- WORK ORDER:
Using the data below, return every line that holds the word "instance".
RECORDED DATA below:
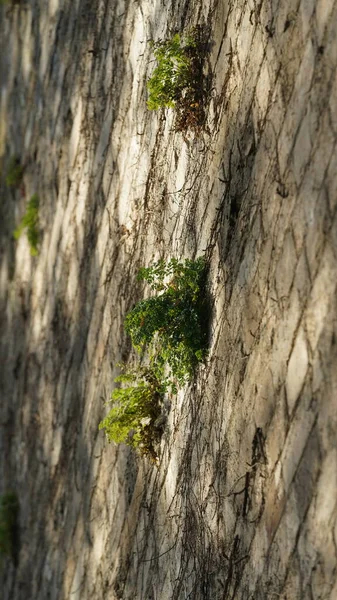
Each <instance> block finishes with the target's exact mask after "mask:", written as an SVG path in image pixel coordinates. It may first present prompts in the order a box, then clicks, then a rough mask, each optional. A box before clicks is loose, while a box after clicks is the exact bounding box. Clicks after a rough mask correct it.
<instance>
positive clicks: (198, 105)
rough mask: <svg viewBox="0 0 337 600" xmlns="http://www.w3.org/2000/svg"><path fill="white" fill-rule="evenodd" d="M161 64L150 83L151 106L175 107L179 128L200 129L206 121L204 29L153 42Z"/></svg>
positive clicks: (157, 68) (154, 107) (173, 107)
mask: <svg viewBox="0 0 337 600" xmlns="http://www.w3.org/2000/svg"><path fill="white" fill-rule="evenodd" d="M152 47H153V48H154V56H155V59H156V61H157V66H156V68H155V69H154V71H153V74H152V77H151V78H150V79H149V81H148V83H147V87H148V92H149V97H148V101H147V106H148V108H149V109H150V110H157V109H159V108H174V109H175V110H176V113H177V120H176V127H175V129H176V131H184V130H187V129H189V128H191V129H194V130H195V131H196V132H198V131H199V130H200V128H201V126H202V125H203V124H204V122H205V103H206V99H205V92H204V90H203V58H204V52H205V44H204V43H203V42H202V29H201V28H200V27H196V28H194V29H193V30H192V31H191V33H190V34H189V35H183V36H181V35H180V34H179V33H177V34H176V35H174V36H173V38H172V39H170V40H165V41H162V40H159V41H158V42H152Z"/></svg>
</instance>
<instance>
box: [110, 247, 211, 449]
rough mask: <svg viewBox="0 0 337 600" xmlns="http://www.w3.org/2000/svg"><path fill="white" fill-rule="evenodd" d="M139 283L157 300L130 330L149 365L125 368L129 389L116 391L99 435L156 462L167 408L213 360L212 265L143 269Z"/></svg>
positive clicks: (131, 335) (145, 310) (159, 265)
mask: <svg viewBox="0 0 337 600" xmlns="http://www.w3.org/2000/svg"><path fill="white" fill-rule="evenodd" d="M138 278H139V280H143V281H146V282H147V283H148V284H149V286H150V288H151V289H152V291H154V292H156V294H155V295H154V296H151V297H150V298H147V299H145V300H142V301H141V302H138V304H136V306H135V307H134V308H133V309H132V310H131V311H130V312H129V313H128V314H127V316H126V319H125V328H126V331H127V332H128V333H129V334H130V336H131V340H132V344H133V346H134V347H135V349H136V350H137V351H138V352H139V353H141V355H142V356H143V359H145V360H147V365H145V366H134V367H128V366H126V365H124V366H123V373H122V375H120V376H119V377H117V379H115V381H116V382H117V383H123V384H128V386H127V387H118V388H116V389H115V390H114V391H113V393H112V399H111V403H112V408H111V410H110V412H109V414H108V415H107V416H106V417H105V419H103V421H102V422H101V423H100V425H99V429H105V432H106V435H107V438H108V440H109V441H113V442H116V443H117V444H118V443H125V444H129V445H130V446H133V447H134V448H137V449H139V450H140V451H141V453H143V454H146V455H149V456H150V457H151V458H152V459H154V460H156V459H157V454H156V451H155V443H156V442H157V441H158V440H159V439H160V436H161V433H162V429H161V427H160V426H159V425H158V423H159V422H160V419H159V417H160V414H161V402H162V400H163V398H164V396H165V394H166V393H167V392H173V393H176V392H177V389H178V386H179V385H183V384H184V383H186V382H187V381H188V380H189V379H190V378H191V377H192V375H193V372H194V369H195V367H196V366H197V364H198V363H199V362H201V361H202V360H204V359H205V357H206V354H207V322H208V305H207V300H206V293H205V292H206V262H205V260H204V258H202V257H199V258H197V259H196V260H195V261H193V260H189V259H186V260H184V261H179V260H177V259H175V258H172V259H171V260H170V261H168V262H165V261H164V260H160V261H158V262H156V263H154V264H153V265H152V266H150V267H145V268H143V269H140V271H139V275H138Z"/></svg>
End of RECORDED DATA.
- TASK RESPONSE:
Each <instance> block finishes with the target's exact mask after "mask:", written as an SVG path in image pixel coordinates. It may first present prompts in the order a box, then clicks, then a rough mask, each optional. A box before clicks is loose, while a box after clicks is the exact bounding box. Clicks after a rough mask correct it.
<instance>
</instance>
<instance>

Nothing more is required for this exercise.